● **INSTRUCCIÓN**: Extrae todas las líneas de las entradas que contengan la cadena "grass".

***** ENTRADAS DEL EJERCICIO *****

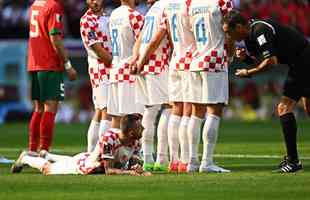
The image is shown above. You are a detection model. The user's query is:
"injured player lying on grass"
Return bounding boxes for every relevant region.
[11,115,151,176]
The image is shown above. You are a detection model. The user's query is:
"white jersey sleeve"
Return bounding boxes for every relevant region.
[189,0,233,72]
[80,10,111,88]
[139,0,171,75]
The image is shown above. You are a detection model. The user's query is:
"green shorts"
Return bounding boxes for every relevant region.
[30,71,65,102]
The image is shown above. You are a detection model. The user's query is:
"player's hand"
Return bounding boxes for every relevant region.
[235,69,251,78]
[236,47,246,62]
[66,67,77,81]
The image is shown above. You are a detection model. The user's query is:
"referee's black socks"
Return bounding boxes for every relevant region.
[280,113,299,163]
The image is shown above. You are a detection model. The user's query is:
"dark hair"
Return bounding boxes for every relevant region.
[120,114,142,139]
[223,10,248,28]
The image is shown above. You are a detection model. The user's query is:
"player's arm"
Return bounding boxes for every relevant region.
[47,4,77,80]
[91,43,112,66]
[105,160,151,176]
[137,29,167,69]
[235,26,278,77]
[129,34,142,74]
[50,34,77,81]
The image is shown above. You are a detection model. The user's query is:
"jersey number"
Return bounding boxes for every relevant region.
[171,14,179,42]
[196,17,208,45]
[30,10,39,38]
[111,29,119,56]
[142,16,155,43]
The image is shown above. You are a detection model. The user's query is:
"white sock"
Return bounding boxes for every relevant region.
[96,120,111,137]
[87,120,100,152]
[179,116,190,163]
[187,116,203,163]
[156,109,170,164]
[168,115,181,162]
[45,153,71,162]
[142,105,160,163]
[22,155,48,171]
[201,115,220,166]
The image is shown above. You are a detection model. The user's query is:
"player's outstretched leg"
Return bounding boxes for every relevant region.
[199,114,230,173]
[154,109,171,172]
[11,151,27,173]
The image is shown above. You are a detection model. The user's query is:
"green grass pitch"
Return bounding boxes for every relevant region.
[0,120,310,200]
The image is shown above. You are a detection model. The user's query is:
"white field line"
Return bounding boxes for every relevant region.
[0,148,310,160]
[214,154,310,160]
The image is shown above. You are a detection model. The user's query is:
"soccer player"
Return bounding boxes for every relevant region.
[223,11,310,173]
[80,0,112,152]
[133,0,171,171]
[185,0,233,172]
[137,0,195,172]
[108,0,144,132]
[28,0,77,152]
[11,115,150,175]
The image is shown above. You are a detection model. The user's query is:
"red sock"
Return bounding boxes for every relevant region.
[40,112,56,151]
[28,112,41,151]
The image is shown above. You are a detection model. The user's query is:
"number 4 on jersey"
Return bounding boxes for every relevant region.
[196,17,208,45]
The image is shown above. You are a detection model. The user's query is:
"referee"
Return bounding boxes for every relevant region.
[223,10,310,173]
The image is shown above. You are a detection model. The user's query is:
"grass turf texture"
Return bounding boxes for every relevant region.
[0,121,310,200]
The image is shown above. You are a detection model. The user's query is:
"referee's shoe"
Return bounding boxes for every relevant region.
[274,158,302,173]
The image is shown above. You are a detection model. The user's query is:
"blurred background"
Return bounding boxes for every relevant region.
[0,0,310,124]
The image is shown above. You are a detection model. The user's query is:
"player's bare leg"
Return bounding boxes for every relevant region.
[199,104,230,173]
[28,100,44,152]
[178,103,192,172]
[187,103,206,172]
[142,105,161,171]
[168,102,183,172]
[40,100,59,151]
[87,109,101,152]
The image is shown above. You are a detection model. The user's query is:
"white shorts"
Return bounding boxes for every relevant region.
[168,70,189,102]
[136,72,169,105]
[184,72,229,104]
[93,83,109,109]
[108,82,144,116]
[48,153,82,175]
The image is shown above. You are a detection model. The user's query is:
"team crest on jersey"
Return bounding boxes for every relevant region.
[88,31,96,40]
[56,14,62,23]
[257,34,267,46]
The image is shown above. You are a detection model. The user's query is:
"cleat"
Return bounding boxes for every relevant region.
[169,160,179,173]
[186,162,199,173]
[143,163,154,172]
[153,163,168,172]
[273,161,302,173]
[199,164,231,173]
[278,156,289,168]
[11,151,28,173]
[0,156,15,164]
[178,162,187,173]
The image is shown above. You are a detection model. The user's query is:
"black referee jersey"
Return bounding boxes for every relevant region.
[245,20,310,67]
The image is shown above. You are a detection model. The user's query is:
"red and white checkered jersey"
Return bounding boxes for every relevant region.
[80,9,111,88]
[77,128,137,174]
[139,0,171,74]
[109,5,144,83]
[189,0,233,72]
[161,0,195,70]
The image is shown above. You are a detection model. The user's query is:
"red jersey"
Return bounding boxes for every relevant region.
[28,0,64,71]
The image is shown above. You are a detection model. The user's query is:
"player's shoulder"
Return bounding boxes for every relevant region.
[46,0,64,12]
[250,20,276,36]
[80,10,97,25]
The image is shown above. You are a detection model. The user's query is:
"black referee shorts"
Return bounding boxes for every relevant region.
[283,46,310,102]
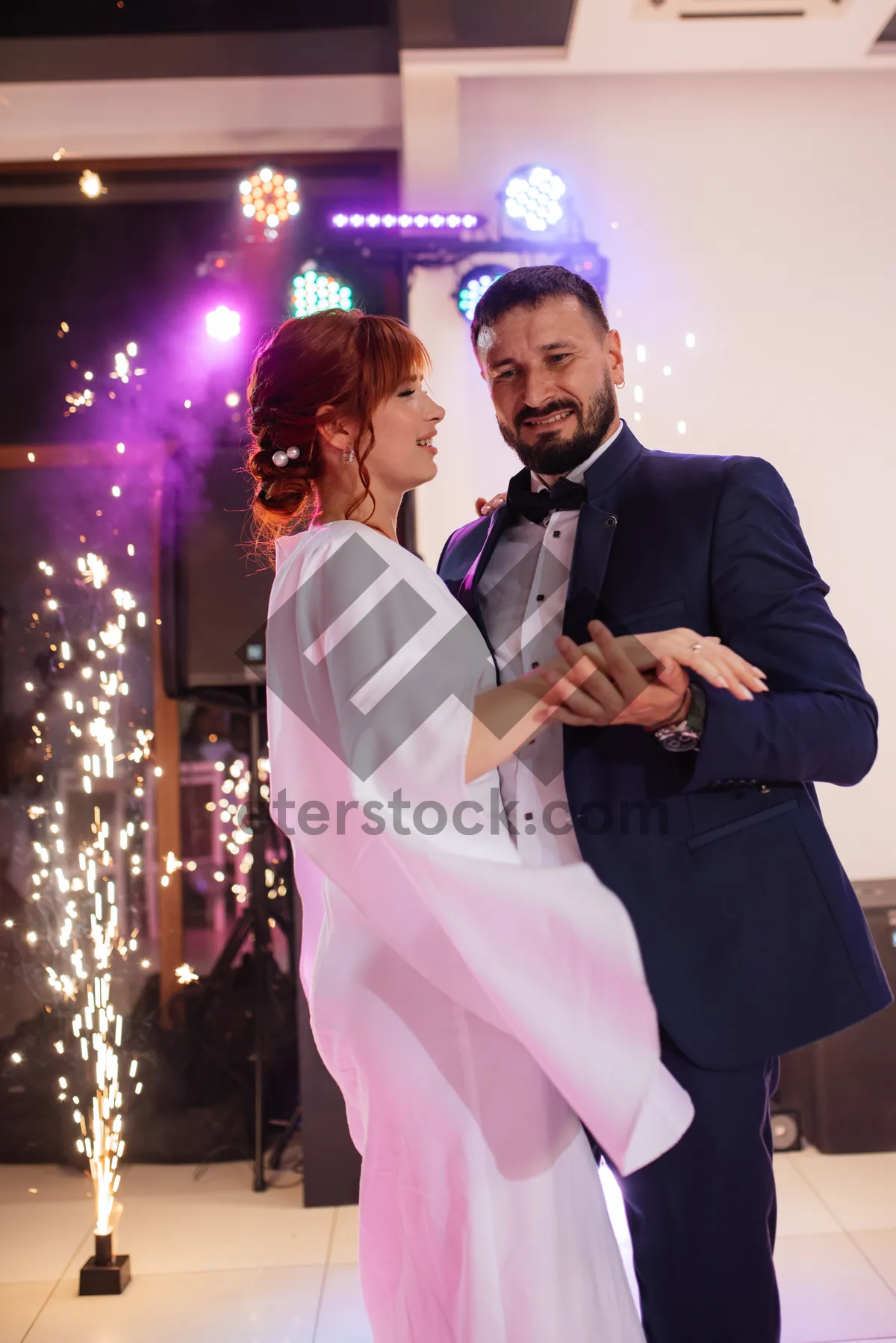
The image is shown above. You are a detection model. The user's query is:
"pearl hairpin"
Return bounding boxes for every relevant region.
[271,447,299,466]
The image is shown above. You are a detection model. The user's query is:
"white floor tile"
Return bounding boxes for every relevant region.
[57,1194,333,1277]
[315,1264,372,1343]
[0,1166,93,1207]
[775,1233,896,1343]
[790,1153,896,1232]
[329,1207,358,1264]
[0,1192,94,1282]
[0,1282,55,1343]
[852,1232,896,1292]
[775,1153,844,1235]
[28,1268,324,1343]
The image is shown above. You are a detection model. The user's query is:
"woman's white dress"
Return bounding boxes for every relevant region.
[267,522,692,1343]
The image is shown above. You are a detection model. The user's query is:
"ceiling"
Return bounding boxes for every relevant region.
[0,0,896,83]
[402,0,896,76]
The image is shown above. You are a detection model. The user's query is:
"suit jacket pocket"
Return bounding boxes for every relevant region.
[614,596,685,634]
[688,798,799,849]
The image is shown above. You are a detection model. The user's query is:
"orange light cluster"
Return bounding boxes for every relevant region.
[239,168,301,229]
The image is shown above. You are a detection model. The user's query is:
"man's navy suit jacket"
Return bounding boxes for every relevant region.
[438,427,891,1067]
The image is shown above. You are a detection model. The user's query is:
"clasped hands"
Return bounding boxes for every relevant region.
[526,621,768,732]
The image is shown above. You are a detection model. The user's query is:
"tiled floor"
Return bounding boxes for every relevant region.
[0,1151,896,1343]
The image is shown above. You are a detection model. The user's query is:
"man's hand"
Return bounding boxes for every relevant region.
[544,621,767,732]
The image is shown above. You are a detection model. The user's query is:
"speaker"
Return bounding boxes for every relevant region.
[160,441,274,698]
[772,881,896,1153]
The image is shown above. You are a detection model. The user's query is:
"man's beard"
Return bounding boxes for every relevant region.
[498,369,618,475]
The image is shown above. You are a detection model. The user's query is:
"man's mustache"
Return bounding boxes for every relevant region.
[513,402,579,434]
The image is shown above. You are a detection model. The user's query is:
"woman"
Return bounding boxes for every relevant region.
[249,311,762,1343]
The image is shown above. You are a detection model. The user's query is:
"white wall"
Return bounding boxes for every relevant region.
[0,75,400,163]
[408,71,896,878]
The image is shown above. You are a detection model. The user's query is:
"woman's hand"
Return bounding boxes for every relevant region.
[620,621,768,700]
[545,621,767,732]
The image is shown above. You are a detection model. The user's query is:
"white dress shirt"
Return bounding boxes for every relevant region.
[478,423,622,868]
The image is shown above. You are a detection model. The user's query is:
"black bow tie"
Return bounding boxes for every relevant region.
[506,471,588,522]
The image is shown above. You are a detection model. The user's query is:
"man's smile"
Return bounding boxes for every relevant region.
[523,409,573,429]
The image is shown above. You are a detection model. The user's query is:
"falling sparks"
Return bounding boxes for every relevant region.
[25,552,152,1234]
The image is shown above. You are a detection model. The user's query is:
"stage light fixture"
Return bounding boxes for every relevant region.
[289,269,352,317]
[205,303,239,344]
[239,168,302,229]
[504,165,565,234]
[457,266,506,323]
[329,209,485,234]
[78,168,106,200]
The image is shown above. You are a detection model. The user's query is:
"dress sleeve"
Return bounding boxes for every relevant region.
[267,524,693,1173]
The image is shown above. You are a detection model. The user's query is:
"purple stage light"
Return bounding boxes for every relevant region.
[329,209,486,232]
[205,303,239,344]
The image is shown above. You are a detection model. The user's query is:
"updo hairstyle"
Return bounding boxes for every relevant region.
[246,308,430,555]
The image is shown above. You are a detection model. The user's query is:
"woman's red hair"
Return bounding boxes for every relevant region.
[246,308,430,555]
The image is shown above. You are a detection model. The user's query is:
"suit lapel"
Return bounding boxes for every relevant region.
[457,471,518,615]
[563,424,644,643]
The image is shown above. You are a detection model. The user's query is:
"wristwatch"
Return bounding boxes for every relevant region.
[653,681,706,751]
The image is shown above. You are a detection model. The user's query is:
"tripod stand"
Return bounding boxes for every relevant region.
[207,685,298,1193]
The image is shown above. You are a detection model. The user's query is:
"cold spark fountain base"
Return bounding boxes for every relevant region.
[78,1232,131,1296]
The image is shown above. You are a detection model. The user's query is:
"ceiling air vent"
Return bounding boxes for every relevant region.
[632,0,850,23]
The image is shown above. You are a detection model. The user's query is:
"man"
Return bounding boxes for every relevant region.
[439,266,891,1343]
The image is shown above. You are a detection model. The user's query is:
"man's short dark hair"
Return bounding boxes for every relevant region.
[470,266,610,356]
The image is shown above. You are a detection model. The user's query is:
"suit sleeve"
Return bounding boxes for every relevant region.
[686,458,877,791]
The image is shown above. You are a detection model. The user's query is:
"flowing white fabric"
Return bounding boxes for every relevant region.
[267,522,693,1343]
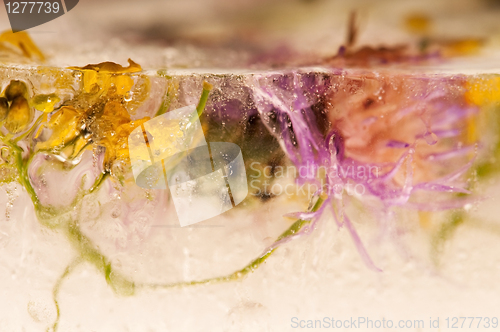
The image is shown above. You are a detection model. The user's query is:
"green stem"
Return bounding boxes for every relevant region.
[196,82,213,117]
[47,258,82,332]
[141,194,327,288]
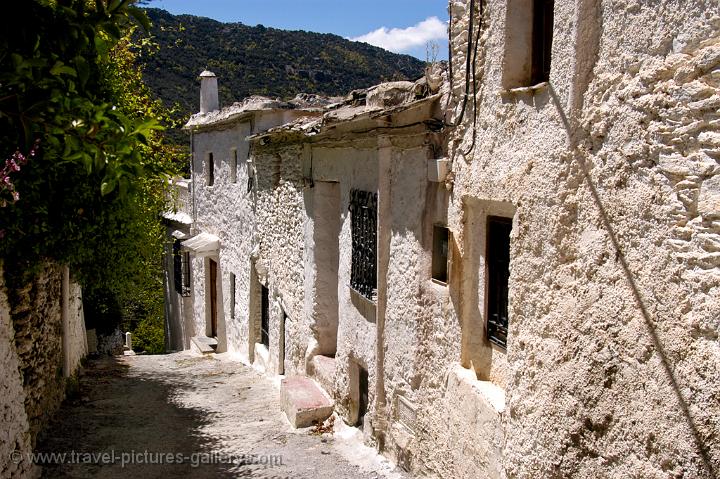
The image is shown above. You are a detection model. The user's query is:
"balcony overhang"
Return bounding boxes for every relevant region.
[182,233,220,258]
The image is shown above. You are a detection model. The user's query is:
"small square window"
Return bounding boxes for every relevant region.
[502,0,555,88]
[432,226,450,283]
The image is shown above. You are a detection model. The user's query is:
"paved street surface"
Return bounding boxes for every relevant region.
[36,352,409,479]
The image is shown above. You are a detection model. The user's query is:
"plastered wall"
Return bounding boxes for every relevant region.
[448,0,720,478]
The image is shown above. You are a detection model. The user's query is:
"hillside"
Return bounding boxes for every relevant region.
[141,8,424,117]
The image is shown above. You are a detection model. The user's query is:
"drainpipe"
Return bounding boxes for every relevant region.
[62,266,72,378]
[373,136,392,451]
[190,130,197,235]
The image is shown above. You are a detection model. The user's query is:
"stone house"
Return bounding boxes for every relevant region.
[165,0,720,478]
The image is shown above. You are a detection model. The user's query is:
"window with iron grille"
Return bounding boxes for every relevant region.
[173,239,190,296]
[486,216,512,348]
[349,190,377,300]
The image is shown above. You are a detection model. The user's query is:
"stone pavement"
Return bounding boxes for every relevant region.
[36,352,410,479]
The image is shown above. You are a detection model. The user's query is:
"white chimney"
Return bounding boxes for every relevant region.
[200,70,220,113]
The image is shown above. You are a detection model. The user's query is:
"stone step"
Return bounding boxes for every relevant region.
[280,376,333,428]
[190,336,217,354]
[312,355,335,394]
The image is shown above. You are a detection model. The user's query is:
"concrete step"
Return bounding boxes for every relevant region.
[190,336,217,354]
[280,376,333,428]
[312,355,335,394]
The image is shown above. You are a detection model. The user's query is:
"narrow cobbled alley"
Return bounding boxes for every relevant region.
[37,352,408,479]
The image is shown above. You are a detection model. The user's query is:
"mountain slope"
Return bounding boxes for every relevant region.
[141,8,424,116]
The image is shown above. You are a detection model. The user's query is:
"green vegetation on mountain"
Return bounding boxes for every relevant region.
[140,8,425,116]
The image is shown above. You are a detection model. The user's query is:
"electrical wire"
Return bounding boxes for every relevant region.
[463,0,484,156]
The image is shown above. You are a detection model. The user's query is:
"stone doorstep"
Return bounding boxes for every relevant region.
[280,376,334,428]
[312,355,335,394]
[190,336,217,354]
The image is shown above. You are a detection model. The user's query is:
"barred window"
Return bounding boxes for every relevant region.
[349,190,377,300]
[173,239,190,296]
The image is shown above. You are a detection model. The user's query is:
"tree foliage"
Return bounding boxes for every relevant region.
[140,8,425,119]
[0,0,177,352]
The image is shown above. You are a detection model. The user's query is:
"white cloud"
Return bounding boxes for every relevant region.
[350,17,447,53]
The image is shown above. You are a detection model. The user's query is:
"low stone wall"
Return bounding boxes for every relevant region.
[0,264,87,478]
[0,269,34,477]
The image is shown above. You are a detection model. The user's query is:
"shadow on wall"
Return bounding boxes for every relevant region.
[549,84,718,477]
[36,358,245,479]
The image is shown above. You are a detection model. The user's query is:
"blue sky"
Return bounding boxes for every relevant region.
[148,0,447,60]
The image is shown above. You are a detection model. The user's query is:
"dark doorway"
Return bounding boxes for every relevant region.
[278,311,288,374]
[357,365,368,427]
[210,260,217,338]
[486,216,512,348]
[260,285,270,350]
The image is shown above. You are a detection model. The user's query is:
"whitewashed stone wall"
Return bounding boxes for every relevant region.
[188,119,254,358]
[0,264,87,478]
[444,0,720,478]
[253,145,309,374]
[64,281,88,376]
[186,110,310,362]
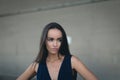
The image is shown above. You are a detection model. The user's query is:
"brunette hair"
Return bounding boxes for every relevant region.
[35,22,70,63]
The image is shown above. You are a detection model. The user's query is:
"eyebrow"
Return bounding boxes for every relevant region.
[47,37,62,39]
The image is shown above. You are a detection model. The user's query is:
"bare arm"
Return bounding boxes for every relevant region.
[71,56,98,80]
[16,63,38,80]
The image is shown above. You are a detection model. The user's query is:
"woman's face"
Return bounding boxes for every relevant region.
[46,29,62,54]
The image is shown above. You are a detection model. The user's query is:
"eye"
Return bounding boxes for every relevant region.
[47,38,53,41]
[58,38,62,42]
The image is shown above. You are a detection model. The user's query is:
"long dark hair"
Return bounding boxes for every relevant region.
[35,22,70,63]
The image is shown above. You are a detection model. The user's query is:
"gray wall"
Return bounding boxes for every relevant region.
[0,0,120,80]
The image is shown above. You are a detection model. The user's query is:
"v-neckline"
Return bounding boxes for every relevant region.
[45,56,66,80]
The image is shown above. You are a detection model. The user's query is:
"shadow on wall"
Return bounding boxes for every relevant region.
[0,75,82,80]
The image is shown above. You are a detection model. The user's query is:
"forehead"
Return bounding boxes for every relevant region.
[47,29,62,38]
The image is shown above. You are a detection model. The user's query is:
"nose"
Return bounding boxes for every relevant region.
[53,41,57,47]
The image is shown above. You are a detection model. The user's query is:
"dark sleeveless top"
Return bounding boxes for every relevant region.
[37,55,77,80]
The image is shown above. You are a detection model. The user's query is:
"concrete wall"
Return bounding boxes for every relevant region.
[0,0,120,80]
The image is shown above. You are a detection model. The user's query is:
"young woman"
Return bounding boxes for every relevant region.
[17,22,98,80]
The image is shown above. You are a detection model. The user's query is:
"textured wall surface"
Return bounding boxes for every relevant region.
[0,0,120,80]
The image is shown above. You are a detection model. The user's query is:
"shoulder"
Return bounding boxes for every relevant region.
[29,62,39,72]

*****

● **RESULTADO**:
"injured player lying on grass"
"green grass pitch"
"grass turf texture"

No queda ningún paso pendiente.